Source information:
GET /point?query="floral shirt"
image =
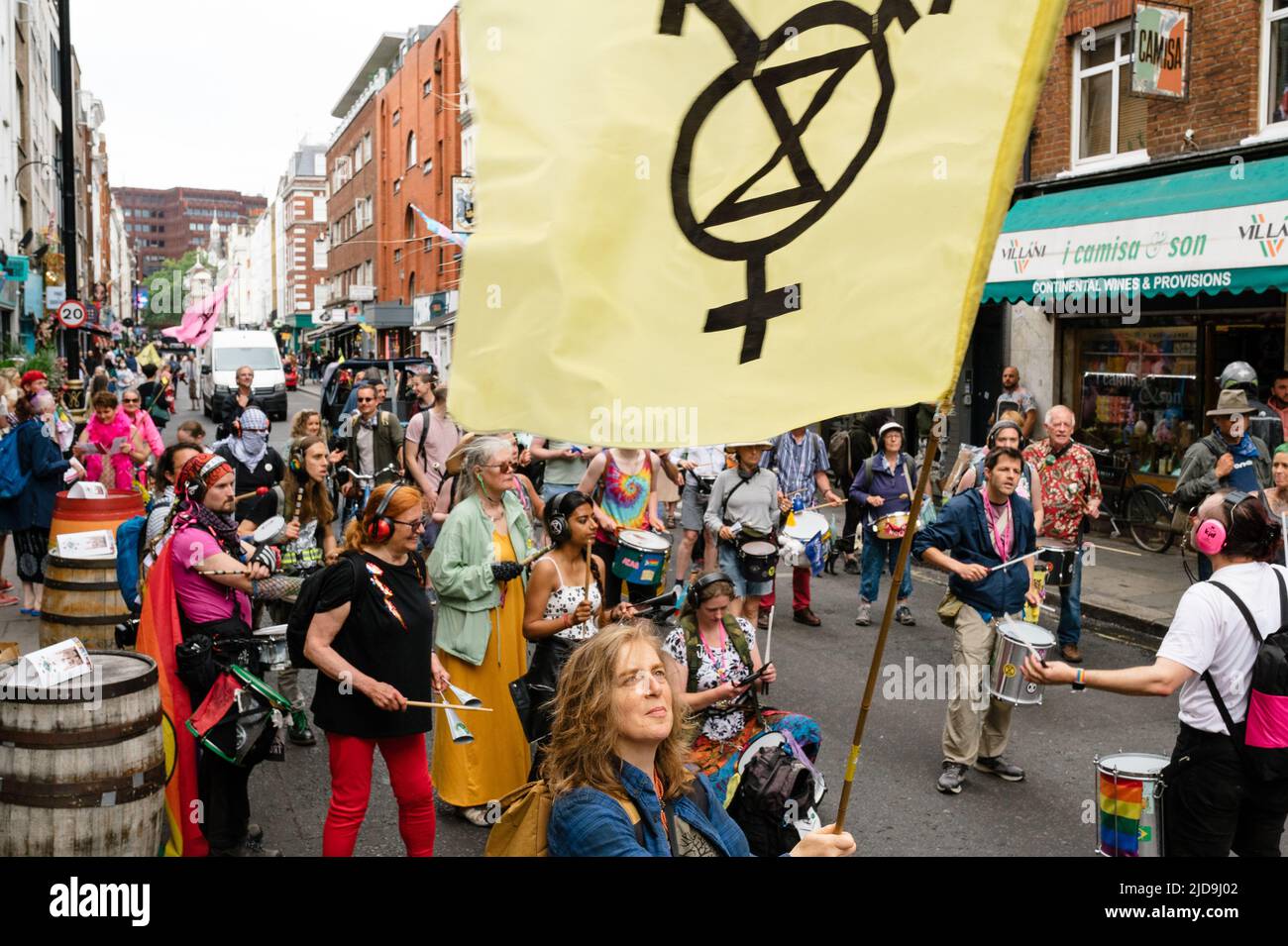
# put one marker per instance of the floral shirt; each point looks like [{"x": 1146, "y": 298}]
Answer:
[
  {"x": 1068, "y": 482},
  {"x": 716, "y": 666}
]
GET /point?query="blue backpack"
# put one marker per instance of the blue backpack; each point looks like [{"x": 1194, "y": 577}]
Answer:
[
  {"x": 129, "y": 558},
  {"x": 13, "y": 480}
]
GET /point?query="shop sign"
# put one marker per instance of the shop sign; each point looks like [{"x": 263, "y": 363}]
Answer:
[{"x": 1160, "y": 39}]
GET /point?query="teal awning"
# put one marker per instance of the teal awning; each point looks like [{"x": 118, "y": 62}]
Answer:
[{"x": 1216, "y": 229}]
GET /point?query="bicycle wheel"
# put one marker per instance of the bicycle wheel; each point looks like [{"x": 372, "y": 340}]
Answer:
[{"x": 1149, "y": 519}]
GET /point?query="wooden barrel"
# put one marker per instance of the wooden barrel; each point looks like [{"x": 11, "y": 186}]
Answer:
[
  {"x": 82, "y": 765},
  {"x": 88, "y": 515},
  {"x": 81, "y": 600}
]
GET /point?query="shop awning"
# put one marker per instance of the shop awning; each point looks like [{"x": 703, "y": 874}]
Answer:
[{"x": 1216, "y": 229}]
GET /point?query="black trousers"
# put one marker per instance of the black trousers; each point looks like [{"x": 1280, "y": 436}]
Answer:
[
  {"x": 613, "y": 584},
  {"x": 1212, "y": 806}
]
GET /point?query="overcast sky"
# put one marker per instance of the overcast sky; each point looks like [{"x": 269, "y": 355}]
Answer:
[{"x": 219, "y": 94}]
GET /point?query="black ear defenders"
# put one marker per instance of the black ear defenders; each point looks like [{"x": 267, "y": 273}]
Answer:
[
  {"x": 381, "y": 528},
  {"x": 704, "y": 581},
  {"x": 562, "y": 506}
]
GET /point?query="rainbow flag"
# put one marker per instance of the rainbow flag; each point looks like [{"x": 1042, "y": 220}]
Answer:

Your objective: Output the number of lines above holding the word "barrel", and nothing besides it.

Exercise solution: 2